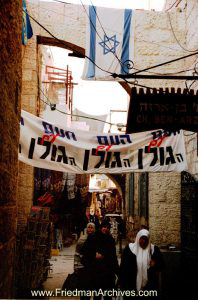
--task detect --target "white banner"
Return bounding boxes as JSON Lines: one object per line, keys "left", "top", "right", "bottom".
{"left": 82, "top": 6, "right": 134, "bottom": 81}
{"left": 19, "top": 110, "right": 187, "bottom": 174}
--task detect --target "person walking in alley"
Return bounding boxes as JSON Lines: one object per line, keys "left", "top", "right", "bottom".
{"left": 74, "top": 222, "right": 96, "bottom": 273}
{"left": 62, "top": 223, "right": 95, "bottom": 291}
{"left": 81, "top": 220, "right": 119, "bottom": 299}
{"left": 119, "top": 229, "right": 164, "bottom": 299}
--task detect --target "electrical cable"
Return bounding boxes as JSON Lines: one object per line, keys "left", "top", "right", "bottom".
{"left": 184, "top": 132, "right": 196, "bottom": 136}
{"left": 185, "top": 79, "right": 196, "bottom": 94}
{"left": 25, "top": 9, "right": 198, "bottom": 81}
{"left": 133, "top": 67, "right": 194, "bottom": 76}
{"left": 122, "top": 78, "right": 160, "bottom": 91}
{"left": 52, "top": 0, "right": 70, "bottom": 4}
{"left": 122, "top": 50, "right": 198, "bottom": 77}
{"left": 167, "top": 11, "right": 198, "bottom": 53}
{"left": 165, "top": 0, "right": 182, "bottom": 12}
{"left": 54, "top": 0, "right": 188, "bottom": 76}
{"left": 25, "top": 10, "right": 113, "bottom": 76}
{"left": 39, "top": 87, "right": 125, "bottom": 127}
{"left": 32, "top": 1, "right": 188, "bottom": 57}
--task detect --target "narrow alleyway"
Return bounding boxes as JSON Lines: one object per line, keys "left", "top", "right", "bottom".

__Try it__
From the entries, report each line that includes the word "detect".

__Reply to the task__
--task detect --target "white banner"
--task detect --target "person walking in alley"
--task detect --target "electrical cable"
--task detect --target "narrow alleyway"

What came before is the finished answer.